[Pointing records for named objects]

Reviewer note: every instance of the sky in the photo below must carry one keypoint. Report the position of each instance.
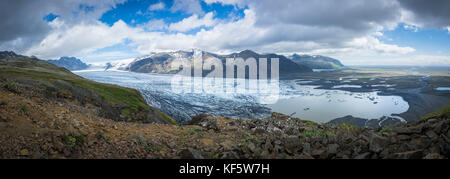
(357, 32)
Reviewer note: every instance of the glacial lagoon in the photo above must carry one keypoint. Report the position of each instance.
(291, 98)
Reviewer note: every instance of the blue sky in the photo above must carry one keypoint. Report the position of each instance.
(371, 32)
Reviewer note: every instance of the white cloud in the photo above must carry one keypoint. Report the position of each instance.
(157, 6)
(187, 6)
(353, 43)
(152, 25)
(373, 44)
(193, 22)
(79, 39)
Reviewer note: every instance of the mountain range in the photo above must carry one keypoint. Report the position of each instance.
(160, 62)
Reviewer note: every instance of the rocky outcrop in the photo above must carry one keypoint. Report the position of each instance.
(284, 137)
(160, 62)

▶ [CHALLENGE]: Reproduce all of the entries above verbatim, but omit the pictures.

▶ [REPLY]:
Reviewer note: every instance of the sky in the photo below must carry one keypoint. Report the position of each instance.
(357, 32)
Reviewer note: every instance of the glacial lagoon in the photo above must carry one keypoint. Report the position of each instance.
(291, 98)
Reviewer note: every instance of the blue sky in the photo above must carry one keypoint. Report the position of each instance.
(371, 32)
Reviewer note: every instance of the white cloud in the photo above must carry one keypoint. Report the position of each instance.
(157, 6)
(187, 6)
(353, 43)
(152, 25)
(373, 44)
(193, 22)
(79, 39)
Reviewer note: every instance of the mountain range in the photo above must carry one keypoint. Report the position of each instance.
(160, 62)
Reviewer note: every instance of the rocky outcrop in the photo above must carry one keypoint. Report the position of each instance.
(284, 137)
(160, 62)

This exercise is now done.